* [GIVEN EXERCISE] Starting at the beginning of the data and ending at the line containing "x=603 y=306", write out every line again, scaling each point coordinate in the answers by 2.3 and rounding to whole numbers with halves rounded up. All other numbers stay as they are, and the pictures are left out.

++++ MATERIAL FOR THIS EXERCISE

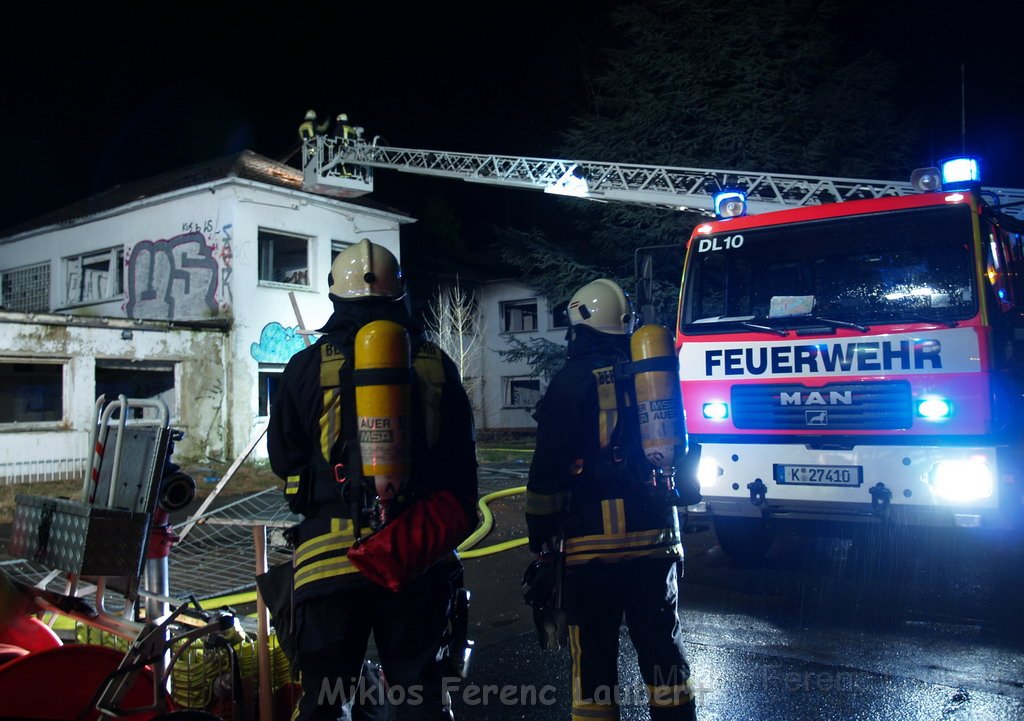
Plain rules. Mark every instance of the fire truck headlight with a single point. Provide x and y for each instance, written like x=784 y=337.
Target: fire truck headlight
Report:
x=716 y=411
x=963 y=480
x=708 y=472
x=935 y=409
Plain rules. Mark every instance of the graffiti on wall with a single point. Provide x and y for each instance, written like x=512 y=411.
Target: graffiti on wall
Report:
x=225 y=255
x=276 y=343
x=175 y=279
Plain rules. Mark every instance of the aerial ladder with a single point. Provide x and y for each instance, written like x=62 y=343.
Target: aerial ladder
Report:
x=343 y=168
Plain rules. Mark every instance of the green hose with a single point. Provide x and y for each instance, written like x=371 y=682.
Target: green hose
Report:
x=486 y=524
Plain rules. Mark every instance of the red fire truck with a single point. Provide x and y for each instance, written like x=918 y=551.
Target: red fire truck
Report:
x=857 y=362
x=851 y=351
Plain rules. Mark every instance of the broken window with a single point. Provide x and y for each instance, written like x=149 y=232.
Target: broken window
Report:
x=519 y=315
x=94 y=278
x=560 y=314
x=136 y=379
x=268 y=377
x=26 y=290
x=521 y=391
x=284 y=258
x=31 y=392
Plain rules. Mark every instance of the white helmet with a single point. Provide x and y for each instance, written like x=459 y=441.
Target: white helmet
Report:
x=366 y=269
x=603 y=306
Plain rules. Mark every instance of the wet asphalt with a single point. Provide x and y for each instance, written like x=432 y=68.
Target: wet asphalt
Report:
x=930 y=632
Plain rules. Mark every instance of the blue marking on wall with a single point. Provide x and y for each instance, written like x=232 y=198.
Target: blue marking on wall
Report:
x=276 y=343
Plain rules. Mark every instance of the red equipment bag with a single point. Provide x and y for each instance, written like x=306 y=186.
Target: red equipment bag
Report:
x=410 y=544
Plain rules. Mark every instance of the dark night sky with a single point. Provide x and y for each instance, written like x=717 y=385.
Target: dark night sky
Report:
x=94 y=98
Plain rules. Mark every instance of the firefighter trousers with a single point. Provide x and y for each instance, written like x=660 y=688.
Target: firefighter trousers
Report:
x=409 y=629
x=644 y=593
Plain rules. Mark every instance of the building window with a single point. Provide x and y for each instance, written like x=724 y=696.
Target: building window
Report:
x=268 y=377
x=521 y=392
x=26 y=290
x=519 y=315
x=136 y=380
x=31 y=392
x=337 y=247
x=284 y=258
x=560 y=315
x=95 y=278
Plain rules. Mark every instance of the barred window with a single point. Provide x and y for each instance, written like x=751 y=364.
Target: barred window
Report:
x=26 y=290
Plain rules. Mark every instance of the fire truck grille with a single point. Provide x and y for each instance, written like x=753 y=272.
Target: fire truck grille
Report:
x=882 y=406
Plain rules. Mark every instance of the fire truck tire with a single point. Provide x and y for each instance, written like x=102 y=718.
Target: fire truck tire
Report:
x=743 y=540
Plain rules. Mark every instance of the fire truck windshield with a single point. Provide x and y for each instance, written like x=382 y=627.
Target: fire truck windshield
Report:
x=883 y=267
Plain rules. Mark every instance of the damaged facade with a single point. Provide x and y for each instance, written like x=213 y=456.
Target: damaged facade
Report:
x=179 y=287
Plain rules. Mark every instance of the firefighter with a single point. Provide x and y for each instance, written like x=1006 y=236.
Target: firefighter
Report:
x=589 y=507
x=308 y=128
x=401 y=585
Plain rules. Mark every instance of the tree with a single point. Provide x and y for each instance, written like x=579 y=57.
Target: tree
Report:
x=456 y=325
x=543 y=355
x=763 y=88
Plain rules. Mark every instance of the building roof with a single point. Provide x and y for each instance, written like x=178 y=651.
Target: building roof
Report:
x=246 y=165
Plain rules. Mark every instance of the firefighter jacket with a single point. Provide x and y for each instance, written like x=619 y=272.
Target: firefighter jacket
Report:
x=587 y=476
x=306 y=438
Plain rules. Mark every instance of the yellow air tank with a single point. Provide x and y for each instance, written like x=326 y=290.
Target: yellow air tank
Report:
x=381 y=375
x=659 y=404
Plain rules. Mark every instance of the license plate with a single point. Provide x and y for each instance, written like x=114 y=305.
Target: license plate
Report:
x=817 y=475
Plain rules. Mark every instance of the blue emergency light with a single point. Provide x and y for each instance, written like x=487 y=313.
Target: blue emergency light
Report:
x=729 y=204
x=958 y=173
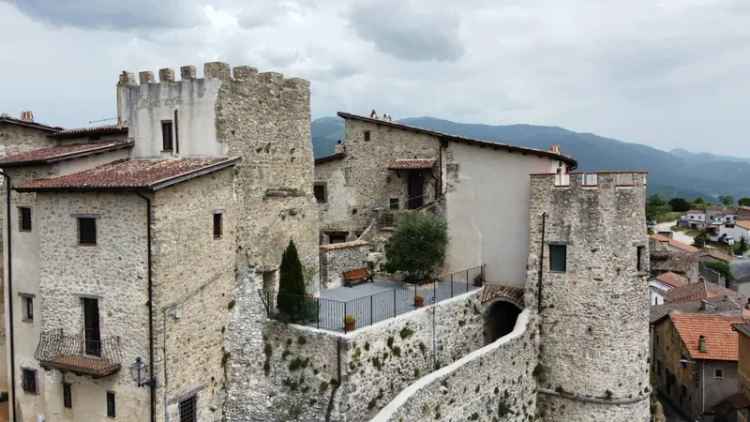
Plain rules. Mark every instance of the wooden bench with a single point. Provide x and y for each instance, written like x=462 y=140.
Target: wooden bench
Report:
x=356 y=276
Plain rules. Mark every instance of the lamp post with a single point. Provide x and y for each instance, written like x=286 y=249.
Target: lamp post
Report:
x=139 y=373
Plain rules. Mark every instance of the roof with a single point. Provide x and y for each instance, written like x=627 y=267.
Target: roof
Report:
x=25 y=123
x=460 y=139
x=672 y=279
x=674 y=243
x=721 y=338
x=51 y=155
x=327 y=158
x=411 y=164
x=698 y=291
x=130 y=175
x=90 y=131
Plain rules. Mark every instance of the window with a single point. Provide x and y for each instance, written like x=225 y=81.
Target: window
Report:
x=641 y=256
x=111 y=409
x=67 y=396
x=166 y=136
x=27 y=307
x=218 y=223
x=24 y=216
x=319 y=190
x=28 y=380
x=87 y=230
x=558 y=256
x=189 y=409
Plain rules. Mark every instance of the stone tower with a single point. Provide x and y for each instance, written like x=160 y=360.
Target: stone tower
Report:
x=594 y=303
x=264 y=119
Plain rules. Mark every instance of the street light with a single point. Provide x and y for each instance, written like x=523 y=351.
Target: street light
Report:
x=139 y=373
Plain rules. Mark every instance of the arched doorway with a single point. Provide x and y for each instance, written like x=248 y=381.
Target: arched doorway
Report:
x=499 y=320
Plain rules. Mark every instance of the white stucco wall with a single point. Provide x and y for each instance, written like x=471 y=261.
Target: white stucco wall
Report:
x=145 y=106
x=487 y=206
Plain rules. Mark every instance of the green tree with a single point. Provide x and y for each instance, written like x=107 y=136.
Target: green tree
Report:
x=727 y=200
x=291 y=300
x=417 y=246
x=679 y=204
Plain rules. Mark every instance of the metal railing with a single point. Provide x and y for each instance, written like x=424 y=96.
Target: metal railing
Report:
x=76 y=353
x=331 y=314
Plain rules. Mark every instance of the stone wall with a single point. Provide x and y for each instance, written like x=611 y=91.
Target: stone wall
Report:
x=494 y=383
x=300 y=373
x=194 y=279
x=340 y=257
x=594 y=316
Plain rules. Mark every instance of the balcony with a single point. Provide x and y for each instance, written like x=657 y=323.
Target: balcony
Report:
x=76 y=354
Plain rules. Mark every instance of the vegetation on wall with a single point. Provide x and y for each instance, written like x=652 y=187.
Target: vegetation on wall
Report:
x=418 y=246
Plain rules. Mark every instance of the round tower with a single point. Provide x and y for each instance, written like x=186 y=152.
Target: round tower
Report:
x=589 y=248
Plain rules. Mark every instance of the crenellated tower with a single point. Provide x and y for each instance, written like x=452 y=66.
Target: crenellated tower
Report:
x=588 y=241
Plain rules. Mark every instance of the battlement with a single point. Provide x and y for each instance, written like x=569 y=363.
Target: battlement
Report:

++++++++

* [THE OUTPUT]
Plain rules. Mark every instance of the fire truck headlight with a single point. Provide x and y for each instance, written like x=784 y=337.
Target: fire truck headlight
Report:
x=1647 y=945
x=2215 y=1104
x=1628 y=1086
x=2151 y=941
Plain rules. Mark every instance of the graffiti on wall with a single point. Provide x and y for each instance, written like x=512 y=411.
Target: graffiti on wall
Report:
x=518 y=587
x=635 y=789
x=403 y=642
Plain rules. Mark every instance of the aerial ladder with a single point. Provide x and y for each instance, written like x=62 y=343.
Target: aerial ladder
Report:
x=789 y=386
Plain rules. Mark every instance of the green hose with a single point. Provide x and y for each instance, written like x=371 y=682.
Target: green hose
Report:
x=1118 y=1205
Plain rules. Mark every instance of the red fire truck with a single point. Provide x and y for each instance, written like x=918 y=551.
Target: red fire truck
Report:
x=1971 y=833
x=1957 y=807
Plain rules. Mark every instance of the broken window with a single point. Provide x and y for each instance, written like x=149 y=232.
Target: broken window
Report:
x=1194 y=725
x=216 y=639
x=1288 y=722
x=313 y=872
x=616 y=867
x=60 y=667
x=1198 y=899
x=653 y=593
x=71 y=902
Plain rules. Mark every instance of the white helmet with a single point. Provide x and y for each instance, written like x=459 y=441.
Target: white helmet
Report:
x=842 y=619
x=1387 y=704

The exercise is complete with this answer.